## TEXT EXTRACT

Hopefully, the Holy Father’s visit has inspired us all.

First, we want to thank everyone for making uspapalvisit.org a success. Especially to all the people behind the scenes who worked long hours for many days, a heartfelt thank you. Also, we want to thank everyone for your complimentary e-mails.

The live stream and blog among other items were certainly firsts for the Office of Digital Media at the United States Conference of Catholic Bishops (USCCB). There were some hiccups but all-in-all it went very well.

So, where do we go from here? We want to make sure everyone gets a chance to view the events of the papal visit. Therefore, uspapalvisit.org will remain up until the end of June. At that time, we will reassess the site to see if there is a need to keep the site going any longer.

On the site, you will find the texts and videos from most of the events. You will also find articles, images, audio and video on events, the church in the U.S. and the Holy Father himself.

We will continue to post reactions from the papal visit among other items as we get them. So, pass the word along to anyone looking for texts or video from the papal visit, they can find them on uspapalvisit.org.

In “Christ Our Hope”

## SUPPLIED MATERIAL

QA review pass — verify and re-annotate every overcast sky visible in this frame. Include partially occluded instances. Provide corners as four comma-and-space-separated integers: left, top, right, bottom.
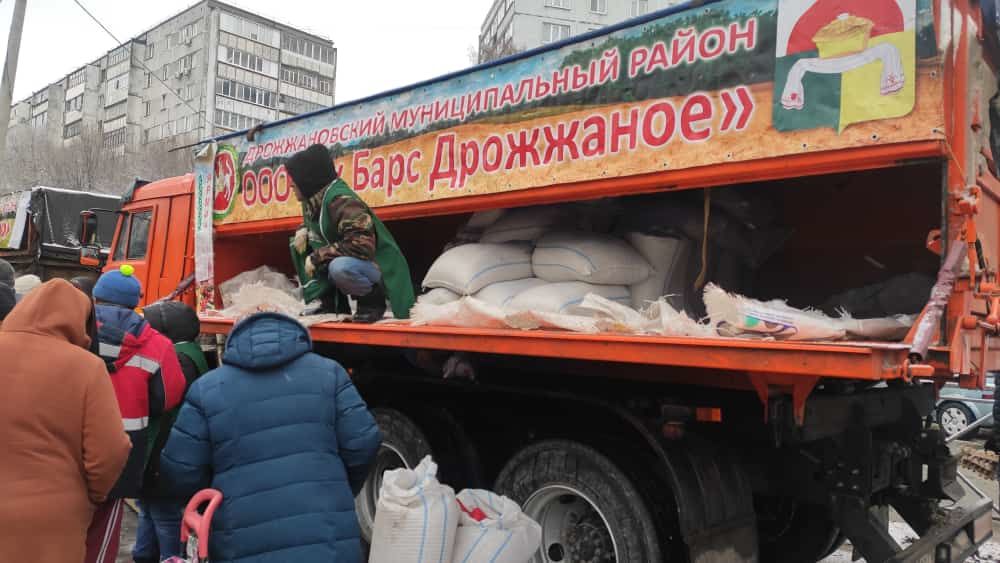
0, 0, 492, 103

## SHORT TASK 1
In the papal visit site update, how would you render "Therefore, uspapalvisit.org will remain up until the end of June." in Spanish?
## SHORT TASK 2
According to the papal visit site update, which office were the live stream and blog firsts for?
## SHORT TASK 3
Write the next part of the papal visit site update, picking up after its last words.

## FINAL ANSWER 1
Por lo tanto, uspapalvisit.org permanecerá activo hasta finales de junio.

## FINAL ANSWER 2
The Office of Digital Media at the United States Conference of Catholic Bishops (USCCB).

## FINAL ANSWER 3
Joe Larson, Director of Digital Media, USCCB

The interreligious gathering with Pope Benedict XVI on April 17, 2008, was entitled “Peace Our Hope” in parallel with the overall title of the Papal Visit to the United States: “Christ Our Hope”. The coincidence between the words “Peace” and “Christ” should not be seen as accidental: the Holy Father’s words reminded all present, Christians and non-Christians, that Jesus of Nazareth “is the eternal Logos who became flesh in order to reconcile man to God and reveal the underlying reason of all things.”

Experience in dialogue has shown us that the highest motivation for our dialogue weakens when we weaken the fundamental convictions of Christian faith. When Christ is known as the Logos, the Word of God, the one “through whom all things were made”, then our efforts at mutual understanding have a real basis in Christian faith. When we have an “ardent desire” to follow and serve Christ, we will quickly discover the sound of his voice in the truths that others have discovered such as compassion, forgiveness, self-sacrifice, intellectual rigor, meditative discipline and moral self-examination. These are resonances of the voice of the Logos. There is indeed, “an unknown Christ” already present in what is good and true in other world religions; the Christian’s love for Christ impels him or her to seek out that “unknown One” wherever he may be found.


Father Francis V. Tiso, Ph.D.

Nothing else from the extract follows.